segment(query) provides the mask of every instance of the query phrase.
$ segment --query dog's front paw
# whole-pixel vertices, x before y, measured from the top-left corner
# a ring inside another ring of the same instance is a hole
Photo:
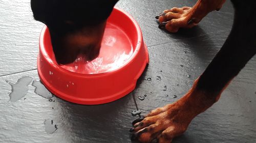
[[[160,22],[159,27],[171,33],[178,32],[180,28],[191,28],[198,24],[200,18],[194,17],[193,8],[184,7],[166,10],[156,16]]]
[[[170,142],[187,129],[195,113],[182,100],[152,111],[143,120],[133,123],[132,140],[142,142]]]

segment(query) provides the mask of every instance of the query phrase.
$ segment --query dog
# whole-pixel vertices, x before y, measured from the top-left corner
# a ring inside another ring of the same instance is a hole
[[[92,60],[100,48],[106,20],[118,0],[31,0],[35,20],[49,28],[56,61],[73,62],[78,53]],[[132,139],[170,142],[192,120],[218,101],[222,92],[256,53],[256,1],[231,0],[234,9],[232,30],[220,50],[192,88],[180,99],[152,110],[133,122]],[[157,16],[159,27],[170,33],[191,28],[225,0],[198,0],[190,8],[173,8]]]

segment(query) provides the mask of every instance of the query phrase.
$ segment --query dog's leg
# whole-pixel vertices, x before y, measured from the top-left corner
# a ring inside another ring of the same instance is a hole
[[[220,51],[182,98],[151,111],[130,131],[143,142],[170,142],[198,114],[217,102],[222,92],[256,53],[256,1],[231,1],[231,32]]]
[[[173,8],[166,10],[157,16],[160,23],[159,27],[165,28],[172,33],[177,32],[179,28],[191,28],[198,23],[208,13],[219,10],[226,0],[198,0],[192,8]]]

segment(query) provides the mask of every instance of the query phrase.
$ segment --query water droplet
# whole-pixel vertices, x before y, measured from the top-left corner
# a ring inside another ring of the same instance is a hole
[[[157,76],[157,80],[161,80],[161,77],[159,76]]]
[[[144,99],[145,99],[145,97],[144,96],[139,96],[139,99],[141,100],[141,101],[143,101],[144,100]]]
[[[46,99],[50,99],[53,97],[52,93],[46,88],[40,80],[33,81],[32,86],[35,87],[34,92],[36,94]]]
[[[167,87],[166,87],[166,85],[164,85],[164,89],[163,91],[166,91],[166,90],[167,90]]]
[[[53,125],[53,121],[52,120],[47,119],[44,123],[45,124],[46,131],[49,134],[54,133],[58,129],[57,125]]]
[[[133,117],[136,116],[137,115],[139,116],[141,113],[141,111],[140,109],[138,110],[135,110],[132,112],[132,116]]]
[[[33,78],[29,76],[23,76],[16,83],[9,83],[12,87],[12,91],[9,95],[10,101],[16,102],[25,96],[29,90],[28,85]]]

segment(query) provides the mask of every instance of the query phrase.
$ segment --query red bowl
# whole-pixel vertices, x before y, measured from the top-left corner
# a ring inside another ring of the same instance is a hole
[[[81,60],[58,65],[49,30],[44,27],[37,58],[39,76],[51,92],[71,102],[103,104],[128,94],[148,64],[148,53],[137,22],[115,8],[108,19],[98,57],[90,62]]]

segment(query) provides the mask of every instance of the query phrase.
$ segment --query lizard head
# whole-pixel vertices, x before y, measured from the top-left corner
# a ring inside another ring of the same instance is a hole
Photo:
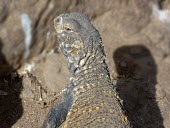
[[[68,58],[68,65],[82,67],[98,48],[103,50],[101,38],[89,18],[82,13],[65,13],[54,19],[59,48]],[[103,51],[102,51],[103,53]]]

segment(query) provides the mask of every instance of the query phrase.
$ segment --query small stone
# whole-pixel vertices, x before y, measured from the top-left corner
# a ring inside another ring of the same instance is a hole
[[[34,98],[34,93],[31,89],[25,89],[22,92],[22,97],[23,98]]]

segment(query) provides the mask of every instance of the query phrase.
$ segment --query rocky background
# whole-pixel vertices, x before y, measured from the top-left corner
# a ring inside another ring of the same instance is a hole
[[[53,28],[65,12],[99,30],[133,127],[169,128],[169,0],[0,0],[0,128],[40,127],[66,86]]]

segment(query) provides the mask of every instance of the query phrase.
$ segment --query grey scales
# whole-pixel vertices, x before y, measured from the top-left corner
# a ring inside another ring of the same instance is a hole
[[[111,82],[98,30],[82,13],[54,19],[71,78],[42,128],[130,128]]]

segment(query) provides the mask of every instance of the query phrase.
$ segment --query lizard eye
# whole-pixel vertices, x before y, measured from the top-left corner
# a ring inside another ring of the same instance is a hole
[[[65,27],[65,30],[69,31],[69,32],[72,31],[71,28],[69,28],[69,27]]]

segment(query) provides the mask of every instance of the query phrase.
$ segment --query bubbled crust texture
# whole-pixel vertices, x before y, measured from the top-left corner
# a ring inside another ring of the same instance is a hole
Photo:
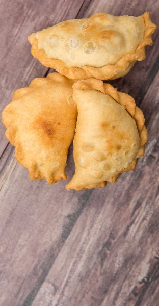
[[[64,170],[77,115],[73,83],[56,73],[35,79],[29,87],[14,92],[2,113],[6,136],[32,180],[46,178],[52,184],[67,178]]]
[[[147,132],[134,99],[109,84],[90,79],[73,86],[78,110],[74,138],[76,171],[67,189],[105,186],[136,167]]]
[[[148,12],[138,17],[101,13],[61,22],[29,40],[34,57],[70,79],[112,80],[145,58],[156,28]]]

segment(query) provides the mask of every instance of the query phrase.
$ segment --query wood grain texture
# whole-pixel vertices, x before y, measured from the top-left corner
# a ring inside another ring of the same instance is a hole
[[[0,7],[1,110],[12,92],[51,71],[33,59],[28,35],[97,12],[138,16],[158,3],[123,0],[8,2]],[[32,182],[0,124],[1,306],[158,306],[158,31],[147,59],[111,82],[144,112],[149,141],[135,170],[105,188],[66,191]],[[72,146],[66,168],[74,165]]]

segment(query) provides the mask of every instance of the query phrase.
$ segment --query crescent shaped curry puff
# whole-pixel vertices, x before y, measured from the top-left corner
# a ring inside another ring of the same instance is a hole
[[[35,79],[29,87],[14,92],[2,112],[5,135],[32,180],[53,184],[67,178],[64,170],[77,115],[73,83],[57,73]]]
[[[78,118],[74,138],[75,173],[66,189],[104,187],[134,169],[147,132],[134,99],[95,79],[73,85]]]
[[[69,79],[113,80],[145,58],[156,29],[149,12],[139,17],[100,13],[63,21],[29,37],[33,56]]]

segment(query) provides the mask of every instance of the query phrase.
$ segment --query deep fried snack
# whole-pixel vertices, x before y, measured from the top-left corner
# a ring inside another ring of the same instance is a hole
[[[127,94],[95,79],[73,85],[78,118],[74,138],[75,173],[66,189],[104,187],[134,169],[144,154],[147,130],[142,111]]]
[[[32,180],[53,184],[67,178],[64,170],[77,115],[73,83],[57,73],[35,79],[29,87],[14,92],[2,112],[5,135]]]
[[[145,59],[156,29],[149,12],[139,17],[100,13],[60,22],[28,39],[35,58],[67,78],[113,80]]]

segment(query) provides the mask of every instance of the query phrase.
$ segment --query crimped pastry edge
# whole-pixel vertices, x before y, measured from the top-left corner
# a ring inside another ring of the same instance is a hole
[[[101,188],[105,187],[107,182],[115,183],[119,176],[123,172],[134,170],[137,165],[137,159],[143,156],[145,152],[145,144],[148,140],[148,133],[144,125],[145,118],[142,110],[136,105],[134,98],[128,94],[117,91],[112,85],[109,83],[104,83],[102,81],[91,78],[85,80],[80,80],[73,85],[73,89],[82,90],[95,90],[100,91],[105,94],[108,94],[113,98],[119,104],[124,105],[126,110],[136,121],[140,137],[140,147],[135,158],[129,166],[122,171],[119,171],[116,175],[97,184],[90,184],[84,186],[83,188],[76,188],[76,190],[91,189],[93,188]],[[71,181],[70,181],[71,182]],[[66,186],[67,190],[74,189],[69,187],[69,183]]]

### Aim
Pick out every line of the material above that contains the string "lizard", and copy each one in full.

### Full output
$ segment --query lizard head
$ segment --query lizard eye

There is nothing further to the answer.